WRITTEN REQUEST: Can you format all the items below as a numbered list, skipping any blank lines?

Stored items:
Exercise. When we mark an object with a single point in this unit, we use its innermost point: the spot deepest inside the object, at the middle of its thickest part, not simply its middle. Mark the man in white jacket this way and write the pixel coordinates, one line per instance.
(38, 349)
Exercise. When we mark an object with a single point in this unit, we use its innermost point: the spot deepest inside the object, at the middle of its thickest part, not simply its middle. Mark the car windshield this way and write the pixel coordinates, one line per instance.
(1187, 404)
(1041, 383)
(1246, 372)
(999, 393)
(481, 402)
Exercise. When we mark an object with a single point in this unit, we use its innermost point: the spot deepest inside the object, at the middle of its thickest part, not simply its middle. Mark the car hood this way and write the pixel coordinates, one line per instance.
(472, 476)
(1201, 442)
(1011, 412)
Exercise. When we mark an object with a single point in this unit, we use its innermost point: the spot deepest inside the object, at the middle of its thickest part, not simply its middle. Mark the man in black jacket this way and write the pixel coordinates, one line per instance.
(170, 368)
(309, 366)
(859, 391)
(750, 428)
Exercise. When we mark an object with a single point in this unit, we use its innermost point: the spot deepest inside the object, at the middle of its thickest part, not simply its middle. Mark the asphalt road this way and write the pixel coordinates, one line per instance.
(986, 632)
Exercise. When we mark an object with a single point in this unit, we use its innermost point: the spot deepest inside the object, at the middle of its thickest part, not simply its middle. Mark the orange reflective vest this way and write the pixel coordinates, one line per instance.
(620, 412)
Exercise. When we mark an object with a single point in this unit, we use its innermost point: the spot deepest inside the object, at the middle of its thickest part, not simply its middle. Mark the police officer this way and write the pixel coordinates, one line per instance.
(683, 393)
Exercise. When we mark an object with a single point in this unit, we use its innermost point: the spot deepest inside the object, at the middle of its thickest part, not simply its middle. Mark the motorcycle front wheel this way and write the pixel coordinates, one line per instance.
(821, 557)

TASK RESULT:
1. Exercise. When we mark an object with a single point in this unit, we use its innermost point: the spot deepest inside the object, at the middle of its thickest part, not simply its middle. Mark the man in white jacket this way and write the pixel coordinates, one line per instance.
2. (38, 349)
3. Exercise. When we mark an object with a single point in this unit, we use its innermost point: the spot deepest inside the object, at the middle of its thickest part, not simply its middle. Mark the car windshield this way and write the pixel coordinates, one line per instance.
4. (1187, 404)
5. (1041, 383)
6. (1246, 372)
7. (999, 393)
8. (481, 402)
9. Exercise. When we mark an object with a single point in this unit, we use its innermost point: the spot deepest inside the object, at the middle of its thickest part, not simply its middle. Mark the car hood this way and write the pixel coordinates, one line per instance.
10. (472, 476)
11. (1201, 442)
12. (1011, 412)
13. Exercise. When we mark an object with a single point in this unit, we use its innermost point: the spot deepest inside the object, at the middle of its thickest part, not simply its middle. Mark the man in black jacket this way and write the pixel coordinates, one line per instance.
14. (170, 368)
15. (309, 366)
16. (859, 391)
17. (750, 428)
18. Exercise. When we mark an object with a single point in this unit, we use its innermost point: the spot deepest inside the object, at the middle of its thickest part, not simply its middle. Mark the asphalt road this way and write the pixel coordinates, one line per instance.
19. (986, 632)
20. Exercise. When we mark an object with a single point in this unit, we use its innermost point: the spot deepest inside the object, at the middle of its thickest part, not simply its middle. Mark the orange reflective vest this way and write the pixel coordinates, one line per instance.
21. (620, 412)
22. Exercise. When we mark an object with a single point in this unit, we use its innermost point: the spot deepest inside the object, at the middle of its thickest part, not simply its middle. Mark the police officer this way and write the pixel coordinates, one line per instance.
23. (683, 393)
24. Exercise. When we mark an object with a single point in this unit, we use its innermost point: the spot deepest inside the object, at the middle of its thickest part, not simply its middle. Mark the motorcycle front wheel this way and write the pixel coordinates, one line per instance.
25. (821, 557)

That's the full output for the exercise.